** Data in this exercise follows **

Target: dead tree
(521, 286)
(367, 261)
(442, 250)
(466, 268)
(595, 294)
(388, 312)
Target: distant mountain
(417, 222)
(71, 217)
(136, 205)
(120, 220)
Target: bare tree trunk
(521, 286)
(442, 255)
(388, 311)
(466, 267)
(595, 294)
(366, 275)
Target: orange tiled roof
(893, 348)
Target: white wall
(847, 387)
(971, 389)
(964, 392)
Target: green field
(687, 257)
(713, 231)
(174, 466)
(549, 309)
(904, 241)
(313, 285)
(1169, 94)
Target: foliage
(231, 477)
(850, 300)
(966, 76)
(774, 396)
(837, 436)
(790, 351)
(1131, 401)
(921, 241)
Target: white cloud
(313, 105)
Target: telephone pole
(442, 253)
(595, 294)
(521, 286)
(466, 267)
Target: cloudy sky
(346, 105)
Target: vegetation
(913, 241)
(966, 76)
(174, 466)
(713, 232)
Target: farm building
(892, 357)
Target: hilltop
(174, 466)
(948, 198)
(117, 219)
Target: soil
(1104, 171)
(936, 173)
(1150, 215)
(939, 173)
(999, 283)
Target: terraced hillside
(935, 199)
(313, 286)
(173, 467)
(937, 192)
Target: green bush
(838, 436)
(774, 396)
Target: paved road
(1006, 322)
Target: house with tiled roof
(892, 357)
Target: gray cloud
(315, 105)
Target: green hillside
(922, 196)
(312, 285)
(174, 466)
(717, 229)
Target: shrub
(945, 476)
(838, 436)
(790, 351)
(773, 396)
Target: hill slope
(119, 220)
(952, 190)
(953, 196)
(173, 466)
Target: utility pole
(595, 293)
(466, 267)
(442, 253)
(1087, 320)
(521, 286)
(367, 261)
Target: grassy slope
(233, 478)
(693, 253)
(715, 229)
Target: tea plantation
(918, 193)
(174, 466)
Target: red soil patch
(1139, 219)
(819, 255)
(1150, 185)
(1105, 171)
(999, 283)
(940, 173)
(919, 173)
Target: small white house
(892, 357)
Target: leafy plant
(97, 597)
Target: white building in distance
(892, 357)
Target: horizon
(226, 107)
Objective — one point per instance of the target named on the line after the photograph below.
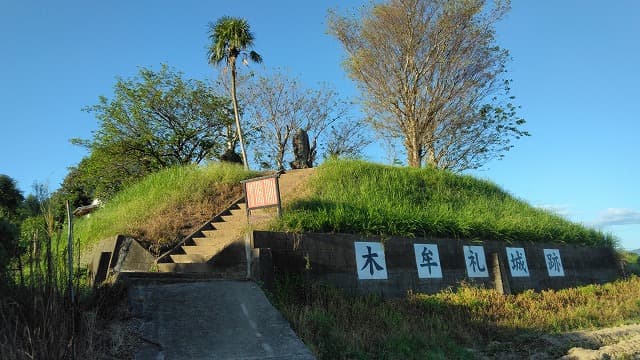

** End of Data in this exercise **

Task to complete
Output exactly, and only, the lines running from the line containing "Target: shrub" to the last line of the entries above, omitting the pictures.

Answer to this task
Target: shrub
(945, 476)
(838, 436)
(790, 351)
(773, 396)
Target: hill slope
(119, 220)
(952, 190)
(953, 196)
(173, 466)
Target: utility pole
(595, 293)
(466, 267)
(442, 253)
(1087, 320)
(521, 286)
(367, 261)
Target: grassy slope
(233, 478)
(693, 253)
(715, 229)
Target: tea plantation
(918, 193)
(174, 466)
Target: red soil patch
(1139, 219)
(819, 255)
(1150, 185)
(1105, 171)
(999, 283)
(940, 173)
(919, 173)
Target: small white house
(892, 357)
Target: leafy plant
(97, 597)
Target: white building in distance
(892, 357)
Target: horizon
(226, 107)
Objective — one point per instance of the target named on the line after the photograph below.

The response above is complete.